__YOUR TASK__
A verbatim copy of the listing is needed; pictures are to be left out.

⟨

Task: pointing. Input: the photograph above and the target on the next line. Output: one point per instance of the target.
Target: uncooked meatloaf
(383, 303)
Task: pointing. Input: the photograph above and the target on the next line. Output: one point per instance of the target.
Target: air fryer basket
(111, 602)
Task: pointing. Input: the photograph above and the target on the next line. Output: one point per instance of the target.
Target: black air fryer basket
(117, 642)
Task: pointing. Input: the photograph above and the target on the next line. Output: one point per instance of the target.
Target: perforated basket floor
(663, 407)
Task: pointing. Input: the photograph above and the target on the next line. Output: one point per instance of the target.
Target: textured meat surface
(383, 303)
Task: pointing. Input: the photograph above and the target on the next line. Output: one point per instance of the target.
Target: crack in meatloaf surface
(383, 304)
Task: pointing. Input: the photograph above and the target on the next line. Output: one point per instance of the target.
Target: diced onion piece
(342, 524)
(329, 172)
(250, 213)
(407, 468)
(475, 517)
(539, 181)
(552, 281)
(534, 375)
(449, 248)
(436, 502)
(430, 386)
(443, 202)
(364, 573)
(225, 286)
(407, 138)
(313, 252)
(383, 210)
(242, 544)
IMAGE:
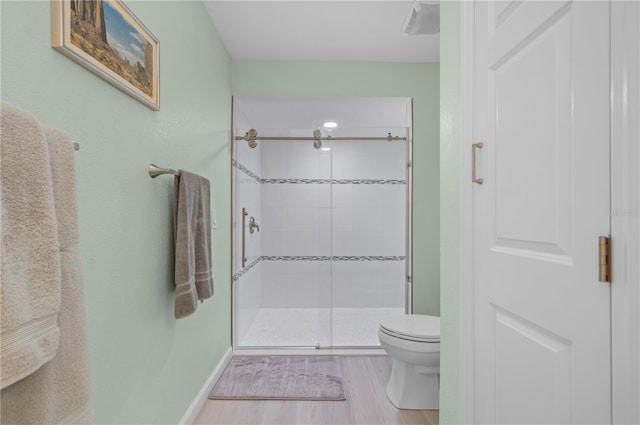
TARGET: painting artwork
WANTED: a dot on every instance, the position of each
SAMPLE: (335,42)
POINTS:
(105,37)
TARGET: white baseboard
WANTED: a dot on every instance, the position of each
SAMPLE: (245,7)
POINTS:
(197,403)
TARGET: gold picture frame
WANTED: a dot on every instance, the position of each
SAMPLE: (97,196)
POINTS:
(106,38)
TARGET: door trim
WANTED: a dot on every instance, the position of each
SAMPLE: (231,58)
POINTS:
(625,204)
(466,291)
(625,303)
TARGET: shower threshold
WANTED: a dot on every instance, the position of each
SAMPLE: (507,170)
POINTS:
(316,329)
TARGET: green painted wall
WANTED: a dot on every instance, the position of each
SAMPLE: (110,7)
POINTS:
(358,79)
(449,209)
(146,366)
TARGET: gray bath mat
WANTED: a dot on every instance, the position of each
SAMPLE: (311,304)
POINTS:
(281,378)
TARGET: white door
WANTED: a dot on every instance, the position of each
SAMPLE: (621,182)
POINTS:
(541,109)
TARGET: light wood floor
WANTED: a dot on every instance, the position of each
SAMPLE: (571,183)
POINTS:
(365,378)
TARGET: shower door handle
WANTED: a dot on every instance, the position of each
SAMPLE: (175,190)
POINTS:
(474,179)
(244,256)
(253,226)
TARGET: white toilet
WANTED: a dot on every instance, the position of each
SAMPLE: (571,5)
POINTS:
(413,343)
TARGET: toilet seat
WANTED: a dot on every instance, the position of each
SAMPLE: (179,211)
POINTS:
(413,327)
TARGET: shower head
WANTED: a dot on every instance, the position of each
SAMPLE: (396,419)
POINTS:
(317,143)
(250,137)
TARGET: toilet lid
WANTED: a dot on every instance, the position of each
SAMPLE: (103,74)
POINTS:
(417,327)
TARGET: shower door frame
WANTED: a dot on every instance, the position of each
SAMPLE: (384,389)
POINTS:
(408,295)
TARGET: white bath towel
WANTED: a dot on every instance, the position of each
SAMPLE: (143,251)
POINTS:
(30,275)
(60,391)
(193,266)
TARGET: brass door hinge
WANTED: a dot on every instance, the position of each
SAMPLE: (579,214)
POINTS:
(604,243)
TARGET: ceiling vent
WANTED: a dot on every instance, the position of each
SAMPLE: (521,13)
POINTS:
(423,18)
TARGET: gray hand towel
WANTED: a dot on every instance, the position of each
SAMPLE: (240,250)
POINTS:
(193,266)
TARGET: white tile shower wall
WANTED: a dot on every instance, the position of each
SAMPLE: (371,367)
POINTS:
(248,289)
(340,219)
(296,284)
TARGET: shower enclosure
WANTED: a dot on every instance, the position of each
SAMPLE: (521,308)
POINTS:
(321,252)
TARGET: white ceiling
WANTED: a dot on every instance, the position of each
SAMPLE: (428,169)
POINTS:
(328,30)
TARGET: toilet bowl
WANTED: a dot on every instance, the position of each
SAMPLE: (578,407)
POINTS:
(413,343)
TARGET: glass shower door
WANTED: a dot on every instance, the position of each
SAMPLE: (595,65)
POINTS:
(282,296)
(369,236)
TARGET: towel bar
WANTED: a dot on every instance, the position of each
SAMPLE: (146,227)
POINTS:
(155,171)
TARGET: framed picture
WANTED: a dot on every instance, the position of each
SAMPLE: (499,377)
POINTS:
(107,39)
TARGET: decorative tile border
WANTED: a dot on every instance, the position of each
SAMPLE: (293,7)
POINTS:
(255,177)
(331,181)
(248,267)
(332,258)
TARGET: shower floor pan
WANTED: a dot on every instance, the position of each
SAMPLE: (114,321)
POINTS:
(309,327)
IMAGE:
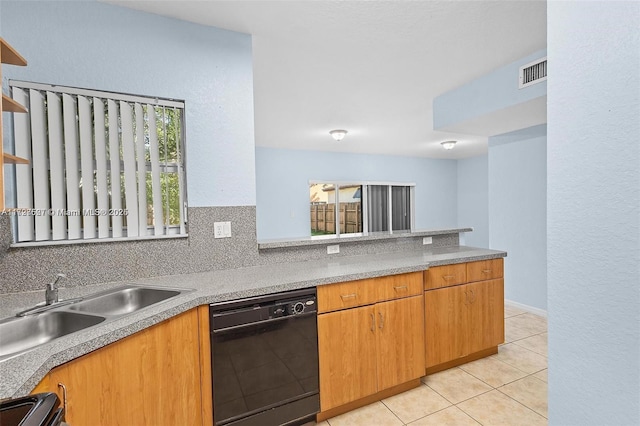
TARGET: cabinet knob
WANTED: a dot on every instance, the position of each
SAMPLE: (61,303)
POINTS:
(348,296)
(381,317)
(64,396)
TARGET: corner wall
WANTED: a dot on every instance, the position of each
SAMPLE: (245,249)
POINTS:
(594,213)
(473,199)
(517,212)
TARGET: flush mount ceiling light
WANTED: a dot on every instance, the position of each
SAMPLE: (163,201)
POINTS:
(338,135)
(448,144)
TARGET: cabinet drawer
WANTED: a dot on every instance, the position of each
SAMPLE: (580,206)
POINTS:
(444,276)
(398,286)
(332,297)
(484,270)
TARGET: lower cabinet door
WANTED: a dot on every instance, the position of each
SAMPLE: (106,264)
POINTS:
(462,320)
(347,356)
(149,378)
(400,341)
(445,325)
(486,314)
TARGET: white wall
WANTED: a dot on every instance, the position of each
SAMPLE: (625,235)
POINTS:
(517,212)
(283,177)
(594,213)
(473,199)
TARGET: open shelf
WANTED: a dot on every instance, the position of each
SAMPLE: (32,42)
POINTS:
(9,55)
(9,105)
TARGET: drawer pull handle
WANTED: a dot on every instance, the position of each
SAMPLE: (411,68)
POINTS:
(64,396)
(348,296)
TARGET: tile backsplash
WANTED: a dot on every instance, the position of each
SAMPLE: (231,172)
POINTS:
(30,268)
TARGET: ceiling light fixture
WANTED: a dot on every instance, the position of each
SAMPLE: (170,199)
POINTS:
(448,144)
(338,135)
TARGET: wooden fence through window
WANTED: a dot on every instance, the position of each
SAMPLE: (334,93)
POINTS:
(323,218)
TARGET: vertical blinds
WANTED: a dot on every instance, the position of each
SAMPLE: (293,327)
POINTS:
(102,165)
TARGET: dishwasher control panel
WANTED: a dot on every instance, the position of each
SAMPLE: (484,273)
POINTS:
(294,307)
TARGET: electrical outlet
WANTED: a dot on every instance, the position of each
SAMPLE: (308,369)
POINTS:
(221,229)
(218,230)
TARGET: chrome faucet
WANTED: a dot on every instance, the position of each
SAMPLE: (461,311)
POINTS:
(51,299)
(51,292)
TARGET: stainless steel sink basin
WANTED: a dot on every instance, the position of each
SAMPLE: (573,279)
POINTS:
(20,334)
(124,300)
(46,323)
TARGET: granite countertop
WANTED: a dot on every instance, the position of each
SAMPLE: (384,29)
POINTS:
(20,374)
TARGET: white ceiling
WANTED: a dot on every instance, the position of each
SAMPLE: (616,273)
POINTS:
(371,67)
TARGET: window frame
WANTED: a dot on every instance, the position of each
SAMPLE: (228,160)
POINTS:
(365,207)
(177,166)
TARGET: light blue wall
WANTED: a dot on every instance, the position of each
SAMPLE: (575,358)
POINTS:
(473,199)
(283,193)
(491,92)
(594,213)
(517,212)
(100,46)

⟩

__RESULT OF THE TASK__
Task: pointing. Input: the photograph above and the target on the next line. Output: one point per instance of the target.
Target: uncooked meatloaf
(383, 303)
Task: pointing. Input: the photograph above and the target on the next line. Output: one point per instance of the target.
Target: air fryer basket
(111, 602)
Task: pointing. Input: the photograph above and the target on the next line. Output: one point per instance of the target.
Target: black air fryer basket
(117, 642)
Task: pointing. Input: the photograph above and the target on the next line. Output: one point per instance of the target.
Target: perforated basket floor
(663, 407)
Task: pointing. Input: the photograph above and the target on the next line. Output: one point per instance of the target.
Target: textured meat surface
(383, 303)
Task: pointing. Input: the photograph above and the target on the next line. Output: one point per instance of the target.
Target: crack in meatloaf surface
(383, 304)
Task: pointing. Input: the photograph above and the target on the next line. Output: one point per instance of the target.
Target: diced onion piece
(342, 524)
(329, 172)
(250, 213)
(407, 468)
(475, 517)
(539, 181)
(552, 281)
(534, 375)
(449, 248)
(436, 502)
(430, 386)
(443, 202)
(364, 573)
(225, 286)
(407, 138)
(313, 252)
(383, 210)
(242, 544)
IMAGE:
TARGET: painting artwork
WANTED: a dot on every instance, the position of each
SAMPLE: (335,42)
POINTS:
(105,37)
TARGET: white baseboard
WANTED: a dot on every instance, the position of each
SAMPLE: (245,7)
POINTS:
(197,403)
TARGET: gold picture frame
WANTED: a dot on every instance, the position of each
SAMPLE: (97,196)
POINTS:
(106,38)
TARGET: door trim
WANTED: a dot on every instance, the position of each
SAMPLE: (231,58)
POINTS:
(625,204)
(466,291)
(625,303)
TARGET: shower threshold
WANTED: a dot on every instance, the position of each
SAMPLE: (507,170)
POINTS:
(316,329)
TARGET: green painted wall
WANTED: a dot on every instance, the position of each
SAMPLE: (110,7)
POINTS:
(358,79)
(449,209)
(146,366)
TARGET: gray bath mat
WANTED: a dot on every instance, the position of each
SAMPLE: (311,304)
POINTS:
(281,378)
TARGET: white door
WANTED: a dot on every instance, the position of each
SAMPLE: (621,182)
POINTS:
(541,109)
TARGET: light wood floor
WANTED: a dot on every instance, the position of each
SAMPLE: (571,183)
POINTS:
(365,378)
TARGET: shower door handle
WANTED: a dot on every instance, the position of each
SAMPLE: (175,190)
POINTS:
(474,179)
(244,256)
(253,226)
TARGET: white toilet
WANTED: a dot on every instance, the position of each
SAMPLE: (571,5)
POINTS:
(413,343)
TARGET: toilet seat
WANTED: a dot on every instance, the position of each
SAMPLE: (179,211)
POINTS:
(413,327)
TARGET: shower head
WANTED: a dot on every instance, the position of each
SAMPLE: (396,419)
POINTS:
(317,143)
(250,137)
TARGET: toilet lid
WANTED: a dot on every instance, the position of each
SAMPLE: (103,74)
POINTS:
(417,327)
TARGET: shower door frame
WANTED: a dot on every instance, the position of each
SAMPLE: (384,389)
POINTS:
(408,295)
TARGET: white bath towel
WANTED: a dot on every instance, the position of each
SAMPLE: (143,251)
POINTS:
(30,275)
(60,391)
(193,266)
TARGET: brass door hinge
WANTED: a dot on every instance, the position of each
SAMPLE: (579,214)
POINTS:
(604,243)
TARGET: ceiling vent
WANTED: a dot on every instance, the position of each
SAMPLE: (521,13)
POINTS:
(423,18)
TARGET: gray hand towel
WANTED: a dot on every instance, the position of each
SAMPLE: (240,250)
POINTS:
(193,266)
TARGET: white tile shower wall
WANTED: a dot on every instance, the position of each
SAMPLE: (371,367)
POINTS:
(248,289)
(340,219)
(296,284)
TARGET: shower enclosure
WANTED: a dot on every instance, the position of each
SAMPLE: (521,308)
POINTS:
(321,252)
TARGET: white ceiling
WANTED: a dot on every instance, the position of each
SAMPLE: (428,169)
POINTS:
(328,30)
TARGET: toilet bowl
WANTED: a dot on every instance, the position of each
SAMPLE: (578,407)
POINTS:
(413,343)
TARGET: glass shower door
WANTED: a dot on every instance, the position of each
SAMPLE: (595,65)
POINTS:
(282,296)
(369,236)
TARGET: towel bar
WANTED: a dot on every instance, the position of each
SAMPLE: (146,227)
POINTS:
(155,171)
TARGET: framed picture
WANTED: a dot on every instance, the position of each
SAMPLE: (499,377)
POINTS:
(107,39)
TARGET: decorative tile border
WANTED: a dot on every instance, the position of each
SAMPLE: (293,7)
POINTS:
(255,177)
(331,181)
(248,267)
(332,258)
TARGET: shower floor pan
WANTED: a dot on every instance, the position of each
SAMPLE: (114,321)
POINTS:
(309,327)
IMAGE:
TARGET: cabinet knob
WANTED: a dot on every instance, the position of each
SAMPLE: (61,303)
POINTS:
(348,296)
(381,317)
(64,396)
TARGET: corner wall
WANTED: a dot on every instance, the position of each
SAMPLE: (245,249)
POINTS:
(594,213)
(473,199)
(517,212)
TARGET: flush mount ceiling light
WANTED: a dot on every instance, the position of each
SAMPLE: (163,201)
POINTS:
(338,135)
(448,144)
TARGET: cabinet drawer
WANTED: a dot on every instance, the position of each
SAMPLE: (580,206)
POINTS:
(444,276)
(398,286)
(332,297)
(484,270)
TARGET: lower cabinet door
WANTED: a dot on every instance, the position of each
SAMPLE: (106,264)
POINTS:
(462,320)
(347,356)
(149,378)
(400,341)
(445,325)
(486,314)
TARGET: white wall
WANTED: a dot on every instance, the position of each
SAMPLE: (625,235)
POINTS:
(517,212)
(283,177)
(594,213)
(473,199)
TARGET: open shelf
WANTED: a dot on every instance, the position of each
SAMPLE: (32,42)
POINTS:
(9,55)
(9,105)
TARGET: drawer pull handle
WANTED: a dot on every instance, the position of each
SAMPLE: (411,68)
POINTS:
(64,396)
(348,296)
TARGET: tile backsplash
WANTED: a dot on every instance, the position of each
SAMPLE: (231,172)
POINTS:
(30,268)
TARGET: ceiling light fixture
WANTED: a dot on every instance, the position of each
SAMPLE: (170,199)
POINTS:
(448,144)
(338,135)
TARGET: wooden fence through window
WANTED: a dot on every instance, the position of each
SAMPLE: (334,93)
POINTS:
(323,218)
TARGET: vertical blinds
WANTED: a dot on every instance, the position of each
SAMPLE: (293,327)
POINTS:
(102,165)
TARGET: dishwasher control panel
WANTED: a dot on every instance, the position of each
SAMPLE: (484,273)
POINTS:
(294,307)
TARGET: electrical outlet
WANTED: a dot on every instance, the position of each
SAMPLE: (308,369)
POINTS:
(221,229)
(218,230)
TARGET: chrome faucet
WANTED: a dot on every instance, the position of each
SAMPLE: (461,311)
POINTS:
(51,299)
(51,292)
TARGET: stainless steel sink basin
WANTED: a dot on every instance, the position of each
SAMPLE: (573,279)
POINTS:
(20,334)
(124,300)
(46,323)
TARGET: granite countertop
WANTED: a dot on every instance, the position of each
SAMPLE: (384,29)
POINTS:
(20,374)
TARGET: white ceiling
WANTED: a dot on every instance, the position of each
SAMPLE: (616,273)
POINTS:
(371,67)
TARGET: window frame
WANTED: a dot on every instance, the position of each
SAMPLE: (228,160)
POINTS:
(365,207)
(177,166)
TARGET: light blue wall
WANTED: a dot on every instance, the position of each
SAMPLE: (575,358)
POINTS:
(473,199)
(283,193)
(491,92)
(594,213)
(517,212)
(100,46)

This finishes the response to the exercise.